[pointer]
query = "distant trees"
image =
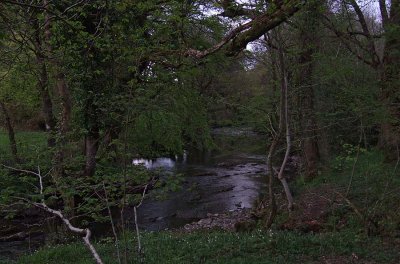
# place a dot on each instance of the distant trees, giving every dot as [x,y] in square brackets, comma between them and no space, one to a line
[375,40]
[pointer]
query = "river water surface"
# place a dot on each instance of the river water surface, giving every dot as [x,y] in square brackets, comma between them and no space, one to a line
[226,179]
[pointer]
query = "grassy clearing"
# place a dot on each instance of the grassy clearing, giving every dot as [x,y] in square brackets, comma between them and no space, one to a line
[224,247]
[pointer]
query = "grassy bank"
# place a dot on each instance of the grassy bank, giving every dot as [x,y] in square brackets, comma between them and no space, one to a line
[224,247]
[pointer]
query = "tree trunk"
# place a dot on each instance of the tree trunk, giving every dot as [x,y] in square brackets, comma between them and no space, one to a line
[10,130]
[390,80]
[47,105]
[91,148]
[308,120]
[43,87]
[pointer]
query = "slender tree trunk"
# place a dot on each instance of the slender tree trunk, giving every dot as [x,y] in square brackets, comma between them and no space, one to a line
[91,148]
[390,82]
[64,95]
[43,87]
[308,120]
[285,124]
[10,130]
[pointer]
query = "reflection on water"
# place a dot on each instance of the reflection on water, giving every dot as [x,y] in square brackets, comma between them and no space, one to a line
[163,162]
[215,182]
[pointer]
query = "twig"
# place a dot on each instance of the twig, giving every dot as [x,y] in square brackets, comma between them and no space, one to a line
[112,224]
[136,223]
[58,213]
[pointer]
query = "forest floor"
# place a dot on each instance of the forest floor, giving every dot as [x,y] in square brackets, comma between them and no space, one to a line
[322,229]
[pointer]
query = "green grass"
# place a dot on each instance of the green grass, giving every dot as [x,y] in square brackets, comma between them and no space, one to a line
[225,247]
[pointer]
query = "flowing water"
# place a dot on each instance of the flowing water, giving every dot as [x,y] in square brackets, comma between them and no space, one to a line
[225,179]
[214,182]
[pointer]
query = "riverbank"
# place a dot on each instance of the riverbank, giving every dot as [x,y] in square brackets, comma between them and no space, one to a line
[257,246]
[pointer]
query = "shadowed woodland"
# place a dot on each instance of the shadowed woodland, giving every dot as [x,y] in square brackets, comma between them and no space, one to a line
[205,131]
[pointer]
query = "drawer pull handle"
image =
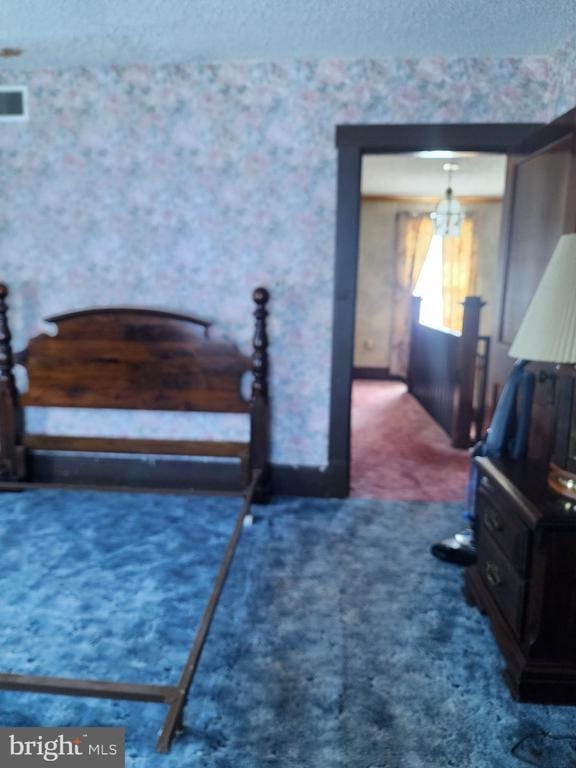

——————

Print the entries again exactly as they appear above. Do not print the pictures.

SOLUTION TO THIS EXERCISE:
[pointer]
query = "distant trees"
image =
# place a dot on each instance of the distant trees, giving every dot as [x,y] in square brackets, comma between them and no space, one to a line
[375,40]
[pointer]
query = "river water surface"
# place a dot on each instance of the river water surface, giving every dot as [x,y] in square brackets, comma between them and no space, one to a line
[226,179]
[pointer]
query = "grassy clearing"
# place a dot on each instance of the grassy clearing, giving every dot as [x,y] in square brackets, comma between them and no space, one to a line
[224,247]
[pointer]
query = "grassy bank"
# place a dot on each instance of the grassy bank, giving every dot as [x,y] in square brackets, comma between them and no space, one to a line
[224,247]
[pointer]
query = "tree trunk"
# place a dot on each instance of the tree trunk, giving every dot as [x,y] in square brackets, comma between them and no space, one to a line
[10,130]
[390,80]
[47,105]
[91,148]
[308,120]
[43,87]
[pointer]
query = "slender tree trunk"
# place a dot on each instance of the slender tree trunk, giving every dot as [x,y] in square brackets, comma between them and no space, one to a line
[91,148]
[390,82]
[64,95]
[43,87]
[308,120]
[285,124]
[10,130]
[pointer]
query = "reflection on water"
# place a dot on each instance of the reflection on water, giving every dot as [x,y] in square brackets, comma between them and no space, one to a line
[163,162]
[215,182]
[pointer]
query = "twig"
# place a dot on each instance of the twig, giving every dot as [x,y] in square brackets, comma between them and no space, one to a line
[112,224]
[136,223]
[58,213]
[pointer]
query = "forest floor"
# place a dot on each instance of the forest floor, giving every dot as [x,y] in square brackets, comma between them and no space, one to a line
[322,229]
[pointer]
query = "green grass"
# place a dot on each instance of the green grass, giving every dot as [x,y] in square brackets, comma between them and no space, one to a line
[225,247]
[pointer]
query = "flowing water"
# place a dot on each instance of the flowing water, giving every dot as [x,y] in square brackets, comma between them and no space, one to a line
[225,179]
[214,182]
[pointer]
query = "riverbank"
# place a dot on each instance of the riverbank, giving every dot as [x,y] in square brackets, comma between them and no space, one to a line
[257,246]
[pointer]
query = "shadowed woodland"
# place a dot on each instance of the shadowed woodland, giving every dot as [x,y] in square brackets, comma between them and no space, one to a line
[205,131]
[pointer]
query = "drawer pull handle"
image =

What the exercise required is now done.